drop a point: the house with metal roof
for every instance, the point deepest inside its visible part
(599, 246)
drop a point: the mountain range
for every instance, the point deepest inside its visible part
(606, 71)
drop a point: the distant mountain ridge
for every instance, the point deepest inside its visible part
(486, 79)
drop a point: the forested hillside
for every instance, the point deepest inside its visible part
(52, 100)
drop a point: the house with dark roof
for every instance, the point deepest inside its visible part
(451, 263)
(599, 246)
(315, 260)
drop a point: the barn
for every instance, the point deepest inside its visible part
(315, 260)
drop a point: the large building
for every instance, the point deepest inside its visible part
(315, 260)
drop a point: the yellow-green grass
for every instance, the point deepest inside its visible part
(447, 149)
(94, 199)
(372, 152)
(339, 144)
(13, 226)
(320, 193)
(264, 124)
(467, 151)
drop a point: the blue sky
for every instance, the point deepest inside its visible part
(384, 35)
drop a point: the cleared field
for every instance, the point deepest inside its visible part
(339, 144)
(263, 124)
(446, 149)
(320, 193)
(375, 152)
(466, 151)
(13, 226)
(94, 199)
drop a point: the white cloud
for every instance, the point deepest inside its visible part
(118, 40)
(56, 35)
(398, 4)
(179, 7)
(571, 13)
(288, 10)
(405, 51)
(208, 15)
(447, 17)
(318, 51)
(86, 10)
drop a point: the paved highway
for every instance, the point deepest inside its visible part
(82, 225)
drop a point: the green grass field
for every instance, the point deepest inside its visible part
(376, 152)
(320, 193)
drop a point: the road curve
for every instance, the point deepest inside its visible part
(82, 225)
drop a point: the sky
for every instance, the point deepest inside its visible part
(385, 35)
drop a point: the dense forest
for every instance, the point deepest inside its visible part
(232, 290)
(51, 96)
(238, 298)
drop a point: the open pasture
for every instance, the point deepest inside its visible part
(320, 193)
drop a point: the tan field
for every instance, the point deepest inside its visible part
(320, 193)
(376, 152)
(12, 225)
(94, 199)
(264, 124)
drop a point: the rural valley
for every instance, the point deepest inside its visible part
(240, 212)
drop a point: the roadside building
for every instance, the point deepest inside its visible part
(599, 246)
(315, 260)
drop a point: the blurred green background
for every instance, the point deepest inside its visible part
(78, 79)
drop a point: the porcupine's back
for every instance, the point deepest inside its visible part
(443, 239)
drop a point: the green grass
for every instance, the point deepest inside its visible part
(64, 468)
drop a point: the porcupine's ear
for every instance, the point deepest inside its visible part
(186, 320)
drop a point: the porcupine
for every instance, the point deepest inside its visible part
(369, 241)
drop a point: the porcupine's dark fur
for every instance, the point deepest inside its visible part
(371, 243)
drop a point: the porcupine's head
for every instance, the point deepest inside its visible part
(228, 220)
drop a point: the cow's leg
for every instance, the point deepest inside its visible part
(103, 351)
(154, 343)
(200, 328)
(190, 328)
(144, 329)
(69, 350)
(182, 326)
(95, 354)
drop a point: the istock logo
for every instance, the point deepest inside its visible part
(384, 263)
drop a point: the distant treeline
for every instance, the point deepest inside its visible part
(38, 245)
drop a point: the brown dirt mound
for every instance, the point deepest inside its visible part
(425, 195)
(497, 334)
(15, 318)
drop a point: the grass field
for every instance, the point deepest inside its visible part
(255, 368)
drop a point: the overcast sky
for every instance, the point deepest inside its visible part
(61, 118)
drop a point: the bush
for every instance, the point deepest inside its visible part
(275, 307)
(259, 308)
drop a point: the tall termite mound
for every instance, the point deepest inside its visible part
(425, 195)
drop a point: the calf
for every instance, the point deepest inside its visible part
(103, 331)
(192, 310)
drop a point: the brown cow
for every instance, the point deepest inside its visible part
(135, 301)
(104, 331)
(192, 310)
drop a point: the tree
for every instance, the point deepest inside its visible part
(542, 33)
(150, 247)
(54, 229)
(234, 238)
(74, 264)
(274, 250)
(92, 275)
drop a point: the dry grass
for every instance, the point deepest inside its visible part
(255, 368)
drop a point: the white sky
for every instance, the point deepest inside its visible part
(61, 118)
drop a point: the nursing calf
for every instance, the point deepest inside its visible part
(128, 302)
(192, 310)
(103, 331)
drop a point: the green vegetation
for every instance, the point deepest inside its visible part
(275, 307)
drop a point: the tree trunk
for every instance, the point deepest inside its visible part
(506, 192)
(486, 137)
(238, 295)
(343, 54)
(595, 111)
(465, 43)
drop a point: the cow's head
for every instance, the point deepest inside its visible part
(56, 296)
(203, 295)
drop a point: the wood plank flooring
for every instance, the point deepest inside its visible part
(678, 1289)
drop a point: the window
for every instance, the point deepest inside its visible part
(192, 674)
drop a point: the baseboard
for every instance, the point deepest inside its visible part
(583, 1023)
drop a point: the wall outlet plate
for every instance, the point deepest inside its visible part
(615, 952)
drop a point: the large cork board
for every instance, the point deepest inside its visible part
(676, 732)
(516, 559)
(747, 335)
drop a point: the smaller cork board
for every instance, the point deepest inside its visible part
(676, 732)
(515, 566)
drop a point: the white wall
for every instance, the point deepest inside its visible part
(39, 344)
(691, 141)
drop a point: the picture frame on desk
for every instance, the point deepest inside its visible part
****************************************
_Brief_
Set down the entries verbatim, leaving none out.

_Task response_
drop a point: the house with metal roof
for every instance, the point deepest inside its visible part
(599, 246)
drop a point: the mountain range
for every instance, the point deepest inside its visible part
(606, 71)
drop a point: the distant mountain ridge
for every instance, the point deepest inside its visible part
(486, 79)
drop a point: the forested hillside
for every instance, the point deepest inside its visible part
(52, 100)
drop a point: the house with dark roof
for every instance, the point deepest inside its visible part
(451, 263)
(599, 246)
(315, 260)
drop a point: the barn
for every instance, the point deepest inside its visible part
(315, 260)
drop a point: the large building
for every instance, the point deepest inside its visible part
(315, 260)
drop a point: the yellow-green grass
for every instance, the point deepest inside its visible part
(447, 149)
(94, 199)
(372, 152)
(339, 144)
(13, 226)
(320, 193)
(264, 124)
(467, 151)
drop a point: the blue sky
for every instance, the point deepest inside its visible part
(384, 35)
drop a point: the cleared field
for every instance, the point deepest inside its visible part
(339, 144)
(263, 124)
(446, 149)
(320, 193)
(375, 152)
(466, 151)
(13, 226)
(94, 199)
drop a point: the white cloud
for every instance, the point deepest inside its visible part
(118, 40)
(56, 35)
(398, 4)
(179, 7)
(571, 13)
(288, 10)
(405, 51)
(208, 15)
(447, 17)
(318, 51)
(86, 10)
drop a point: the paved highway
for every instance, the point deepest inside its visible part
(82, 225)
drop a point: the green grass field
for every instance, the point deepest inside its visible part
(376, 152)
(320, 193)
drop a point: the road curve
for every instance, the point deepest inside its visible part
(82, 225)
drop a point: the sky
for every instance, the point deepest inside its visible part
(385, 35)
drop a point: the dense forest
for every instance, the point deepest inside its visible part
(232, 290)
(51, 96)
(238, 298)
drop a point: the open pasture
for every instance, the point deepest inside its visible part
(320, 193)
drop a point: the tan field
for every instance, the point deepest inside its visible part
(320, 193)
(376, 152)
(12, 225)
(94, 199)
(264, 124)
drop a point: the rural valley
for every instance, the point deepest inside its visible part
(240, 212)
drop a point: the roadside building
for every instance, the point deepest inside its visible part
(599, 246)
(315, 260)
drop a point: the blurred green background
for every instance, the point deepest inside its visible part
(78, 79)
drop a point: the porcupine's back
for every instance, the point deepest inside its visible part
(443, 239)
drop a point: the green grass
for every instance, the point deepest inside its visible part
(64, 468)
drop a point: the porcupine's ear
for every instance, the point deepest inside its visible part
(186, 320)
drop a point: the porcupine
for every instance, the point deepest inside its visible part
(369, 241)
drop a point: the porcupine's dark fur
for every instance, the point deepest inside its visible part
(371, 243)
drop a point: the porcupine's head
for every instance, the point deepest inside its visible part
(228, 220)
drop a point: the cow's leg
for every instance, the point deepest inside its visible part
(103, 351)
(154, 343)
(200, 328)
(190, 328)
(144, 329)
(69, 350)
(182, 326)
(95, 354)
drop a point: the istock logo
for every instance, the point deepest inside its visible part
(384, 263)
drop a point: the distant treeline
for every instance, the point deepest inside its visible part
(38, 245)
drop a point: the brown dirt mound
for every instance, the point deepest inside its visible part
(425, 195)
(497, 334)
(15, 318)
drop a point: the grass field
for every instance, the point deepest inside its visible part
(255, 368)
drop a point: the overcast sky
for every instance, the point deepest inside its visible part
(61, 118)
drop a point: the bush
for every instance, the point deepest inside its visible part
(275, 307)
(259, 308)
drop a point: the tall termite mound
for every instance, the point deepest inside its visible part
(425, 195)
drop a point: the calf
for every instance, the point deepest inside its visible part
(103, 331)
(192, 310)
drop a point: the brown cow
for every instance, the point deepest inside its visible part
(135, 301)
(104, 331)
(192, 310)
drop a point: the tree
for every instance, the point deepest inside its visible part
(542, 33)
(150, 247)
(54, 229)
(234, 238)
(74, 264)
(274, 250)
(92, 275)
drop a point: the dry grass
for every instance, the point deepest inside its visible part
(255, 368)
drop a point: the white sky
for every instance, the point deepest inside its visible part
(61, 118)
drop a point: the nursing calf
for every instance, the point deepest inside its visible part
(128, 302)
(192, 310)
(103, 331)
drop a point: the green vegetation
for every instance, the point deepest inside its visible part
(275, 307)
drop a point: the tree trunk
for every instance, the point deepest inside its visible part
(506, 192)
(486, 137)
(238, 295)
(343, 54)
(595, 111)
(465, 43)
drop a point: the cow's head
for every instance, the point deepest inside its visible part
(56, 296)
(203, 295)
drop a point: the wood plank flooring
for every instance, the point deepest inside its visible part
(678, 1289)
drop a point: the window
for every instance, the point deepest inside its visible part
(192, 674)
drop a point: the baseboard
for every instance, the point deepest inside its visible part
(583, 1023)
drop a point: the wall outlet plate
for every instance, the point deepest inside its visible part
(615, 952)
drop a point: the large cork board
for every instance, the point deepest inside its visible part
(676, 732)
(516, 559)
(747, 335)
drop a point: the smaller cork board
for every instance, the point deepest inside its visible part
(676, 732)
(515, 566)
drop a point: the white wall
for every instance, the point deepest inside its visible part
(39, 344)
(691, 141)
drop a point: the picture frame on desk
for every instance, the point deepest inside its visible part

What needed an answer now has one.